# [The exercise]
Reproduce every line of the entries below without changing anything, and omit the pictures from your output.

# [Excerpts of annotation records]

-----

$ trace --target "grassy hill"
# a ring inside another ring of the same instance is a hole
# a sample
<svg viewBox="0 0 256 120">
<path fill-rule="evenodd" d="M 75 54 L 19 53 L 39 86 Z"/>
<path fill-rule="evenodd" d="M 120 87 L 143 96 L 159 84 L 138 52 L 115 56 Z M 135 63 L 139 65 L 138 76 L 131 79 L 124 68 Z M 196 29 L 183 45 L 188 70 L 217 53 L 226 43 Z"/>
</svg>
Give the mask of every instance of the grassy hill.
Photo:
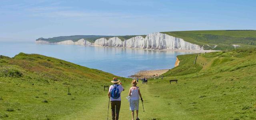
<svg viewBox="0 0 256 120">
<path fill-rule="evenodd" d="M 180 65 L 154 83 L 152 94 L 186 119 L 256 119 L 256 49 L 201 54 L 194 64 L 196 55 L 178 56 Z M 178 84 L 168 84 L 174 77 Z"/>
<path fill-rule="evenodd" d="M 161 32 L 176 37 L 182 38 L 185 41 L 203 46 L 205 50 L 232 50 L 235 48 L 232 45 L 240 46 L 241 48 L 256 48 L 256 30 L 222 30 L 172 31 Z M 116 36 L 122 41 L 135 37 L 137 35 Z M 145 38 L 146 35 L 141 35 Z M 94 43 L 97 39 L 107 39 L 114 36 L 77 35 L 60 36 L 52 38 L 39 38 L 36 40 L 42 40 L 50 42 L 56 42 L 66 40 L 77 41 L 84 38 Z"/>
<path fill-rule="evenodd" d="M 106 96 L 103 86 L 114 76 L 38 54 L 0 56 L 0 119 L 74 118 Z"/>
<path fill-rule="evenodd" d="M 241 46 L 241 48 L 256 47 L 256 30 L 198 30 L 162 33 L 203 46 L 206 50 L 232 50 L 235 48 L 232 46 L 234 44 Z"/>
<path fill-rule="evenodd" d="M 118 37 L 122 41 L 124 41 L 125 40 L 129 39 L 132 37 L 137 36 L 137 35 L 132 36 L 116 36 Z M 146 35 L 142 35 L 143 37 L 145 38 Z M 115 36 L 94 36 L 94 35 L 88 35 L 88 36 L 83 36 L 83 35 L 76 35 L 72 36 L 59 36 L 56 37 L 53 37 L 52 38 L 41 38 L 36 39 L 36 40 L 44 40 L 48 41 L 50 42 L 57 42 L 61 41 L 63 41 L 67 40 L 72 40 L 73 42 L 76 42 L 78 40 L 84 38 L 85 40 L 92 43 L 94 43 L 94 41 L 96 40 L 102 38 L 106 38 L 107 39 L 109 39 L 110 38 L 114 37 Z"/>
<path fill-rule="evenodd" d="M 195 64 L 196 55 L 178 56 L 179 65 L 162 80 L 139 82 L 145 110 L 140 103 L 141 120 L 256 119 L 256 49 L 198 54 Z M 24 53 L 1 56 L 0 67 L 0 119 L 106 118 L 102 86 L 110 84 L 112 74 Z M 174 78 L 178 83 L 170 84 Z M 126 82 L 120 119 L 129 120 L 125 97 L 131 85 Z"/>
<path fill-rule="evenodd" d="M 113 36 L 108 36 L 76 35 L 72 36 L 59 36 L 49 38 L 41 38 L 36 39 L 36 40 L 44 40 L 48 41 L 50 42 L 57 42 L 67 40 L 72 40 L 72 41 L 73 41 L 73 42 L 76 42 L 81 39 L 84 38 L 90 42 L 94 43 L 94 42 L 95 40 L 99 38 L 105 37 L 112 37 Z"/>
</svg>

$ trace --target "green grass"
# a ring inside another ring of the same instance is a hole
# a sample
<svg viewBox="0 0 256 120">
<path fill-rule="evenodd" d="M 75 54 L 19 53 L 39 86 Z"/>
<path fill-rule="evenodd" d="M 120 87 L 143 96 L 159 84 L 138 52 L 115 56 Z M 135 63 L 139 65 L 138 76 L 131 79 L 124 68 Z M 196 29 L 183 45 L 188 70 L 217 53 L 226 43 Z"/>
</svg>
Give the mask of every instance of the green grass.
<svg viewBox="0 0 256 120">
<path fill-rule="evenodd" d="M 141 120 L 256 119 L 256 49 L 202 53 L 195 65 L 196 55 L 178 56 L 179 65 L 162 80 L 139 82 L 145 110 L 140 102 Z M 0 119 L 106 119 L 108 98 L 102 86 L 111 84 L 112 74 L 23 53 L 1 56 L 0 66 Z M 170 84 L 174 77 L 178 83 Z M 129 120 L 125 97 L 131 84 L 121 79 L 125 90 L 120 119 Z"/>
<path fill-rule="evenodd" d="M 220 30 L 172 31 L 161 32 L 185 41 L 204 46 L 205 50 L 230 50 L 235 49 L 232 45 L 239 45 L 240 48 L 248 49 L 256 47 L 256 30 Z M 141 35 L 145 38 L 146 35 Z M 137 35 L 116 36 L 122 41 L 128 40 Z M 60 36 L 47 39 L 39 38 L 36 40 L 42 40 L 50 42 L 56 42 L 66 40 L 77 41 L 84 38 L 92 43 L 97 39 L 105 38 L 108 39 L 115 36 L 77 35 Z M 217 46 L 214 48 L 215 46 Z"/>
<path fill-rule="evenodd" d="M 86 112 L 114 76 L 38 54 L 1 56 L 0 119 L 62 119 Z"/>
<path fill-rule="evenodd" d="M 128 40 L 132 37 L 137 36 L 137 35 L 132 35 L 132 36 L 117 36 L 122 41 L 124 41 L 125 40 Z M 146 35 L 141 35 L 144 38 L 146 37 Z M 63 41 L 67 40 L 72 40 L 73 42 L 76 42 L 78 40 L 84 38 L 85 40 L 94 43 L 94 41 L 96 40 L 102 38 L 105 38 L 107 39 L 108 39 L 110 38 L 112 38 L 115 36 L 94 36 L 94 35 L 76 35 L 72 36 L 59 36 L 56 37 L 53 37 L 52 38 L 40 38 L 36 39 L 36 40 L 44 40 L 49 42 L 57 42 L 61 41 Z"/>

-----

# [The response]
$ trace --target "grassy hill"
# a ring inside another ring of the same instance is a hole
# a sample
<svg viewBox="0 0 256 120">
<path fill-rule="evenodd" d="M 75 54 L 19 53 L 39 86 Z"/>
<path fill-rule="evenodd" d="M 120 87 L 143 96 L 159 84 L 138 52 L 115 56 Z M 135 63 L 139 65 L 138 76 L 131 79 L 124 68 Z M 196 29 L 183 45 L 188 70 L 217 53 L 226 43 Z"/>
</svg>
Give the mask of every instance of the grassy hill.
Photo:
<svg viewBox="0 0 256 120">
<path fill-rule="evenodd" d="M 180 65 L 154 83 L 152 94 L 186 119 L 256 119 L 256 49 L 201 54 L 194 64 L 196 55 L 178 56 Z M 178 84 L 168 84 L 174 77 Z"/>
<path fill-rule="evenodd" d="M 161 32 L 176 37 L 182 38 L 185 41 L 203 46 L 205 50 L 232 50 L 235 48 L 232 45 L 240 46 L 241 48 L 256 48 L 256 30 L 222 30 L 172 31 Z M 116 36 L 122 41 L 135 37 L 137 35 Z M 145 38 L 146 35 L 141 35 Z M 94 43 L 97 39 L 107 39 L 114 36 L 77 35 L 60 36 L 52 38 L 39 38 L 36 40 L 42 40 L 50 42 L 56 42 L 66 40 L 77 41 L 84 38 Z"/>
<path fill-rule="evenodd" d="M 106 96 L 103 86 L 114 76 L 38 54 L 0 56 L 0 119 L 74 118 Z"/>
<path fill-rule="evenodd" d="M 241 46 L 241 48 L 256 47 L 256 30 L 198 30 L 162 33 L 203 46 L 206 50 L 232 50 L 235 48 L 232 46 L 234 44 Z"/>
<path fill-rule="evenodd" d="M 118 37 L 122 41 L 124 41 L 125 40 L 129 39 L 132 37 L 137 36 L 137 35 L 132 36 L 116 36 Z M 146 35 L 142 35 L 143 37 L 145 38 Z M 115 36 L 94 36 L 94 35 L 88 35 L 88 36 L 83 36 L 83 35 L 76 35 L 72 36 L 59 36 L 56 37 L 53 37 L 52 38 L 41 38 L 36 39 L 36 40 L 44 40 L 48 41 L 50 42 L 57 42 L 61 41 L 63 41 L 67 40 L 72 40 L 73 42 L 76 42 L 78 40 L 84 38 L 85 40 L 92 43 L 94 43 L 94 41 L 96 40 L 102 38 L 106 38 L 107 39 L 109 39 L 110 38 L 114 37 Z"/>
<path fill-rule="evenodd" d="M 195 64 L 196 55 L 178 56 L 179 65 L 162 80 L 139 82 L 145 110 L 140 103 L 141 120 L 256 119 L 256 49 L 198 54 Z M 24 53 L 1 56 L 0 67 L 0 119 L 106 118 L 102 86 L 110 84 L 112 74 Z M 174 78 L 178 83 L 170 84 Z M 126 82 L 120 119 L 129 120 L 125 97 L 131 85 Z"/>
<path fill-rule="evenodd" d="M 113 36 L 108 36 L 76 35 L 72 36 L 59 36 L 49 38 L 41 38 L 36 39 L 36 40 L 44 40 L 48 41 L 50 42 L 57 42 L 67 40 L 72 40 L 72 41 L 73 41 L 73 42 L 76 42 L 81 39 L 84 38 L 90 42 L 94 43 L 94 42 L 95 40 L 99 38 L 105 37 L 112 37 Z"/>
</svg>

$ trace --target "green grass"
# a ring inside another ring of the same instance is a hole
# a sample
<svg viewBox="0 0 256 120">
<path fill-rule="evenodd" d="M 75 54 L 19 53 L 39 86 Z"/>
<path fill-rule="evenodd" d="M 120 87 L 143 96 L 159 84 L 138 52 L 115 56 Z M 135 63 L 139 65 L 138 76 L 131 79 L 124 68 Z M 196 29 L 183 45 L 188 70 L 217 53 L 226 43 Z"/>
</svg>
Give the mask of every instance of the green grass.
<svg viewBox="0 0 256 120">
<path fill-rule="evenodd" d="M 141 120 L 256 119 L 256 49 L 202 53 L 195 65 L 196 55 L 178 56 L 179 65 L 162 80 L 139 82 L 145 110 L 140 102 Z M 0 119 L 106 119 L 108 98 L 102 86 L 111 84 L 112 74 L 23 53 L 1 56 L 0 66 Z M 170 84 L 174 77 L 178 83 Z M 129 120 L 125 97 L 131 84 L 121 79 L 125 90 L 120 119 Z"/>
<path fill-rule="evenodd" d="M 220 30 L 172 31 L 161 32 L 185 41 L 204 46 L 205 50 L 230 50 L 235 49 L 232 45 L 239 45 L 240 48 L 248 49 L 256 47 L 256 30 Z M 141 35 L 145 38 L 146 35 Z M 137 35 L 116 36 L 122 41 L 128 40 Z M 60 36 L 47 39 L 39 38 L 36 40 L 42 40 L 50 42 L 56 42 L 66 40 L 77 41 L 84 38 L 92 43 L 97 39 L 105 38 L 108 39 L 115 36 L 77 35 Z M 217 46 L 214 48 L 215 46 Z"/>
<path fill-rule="evenodd" d="M 86 112 L 114 76 L 38 54 L 1 56 L 0 119 L 62 119 Z"/>
<path fill-rule="evenodd" d="M 128 40 L 132 37 L 137 36 L 137 35 L 132 35 L 132 36 L 117 36 L 122 41 L 124 41 L 125 40 Z M 146 35 L 141 35 L 144 38 L 146 37 Z M 63 41 L 67 40 L 72 40 L 73 42 L 76 42 L 78 40 L 84 38 L 85 40 L 94 43 L 94 41 L 96 40 L 102 38 L 105 38 L 107 39 L 108 39 L 110 38 L 112 38 L 115 36 L 94 36 L 94 35 L 76 35 L 72 36 L 59 36 L 56 37 L 53 37 L 52 38 L 40 38 L 36 39 L 36 40 L 44 40 L 49 42 L 57 42 L 61 41 Z"/>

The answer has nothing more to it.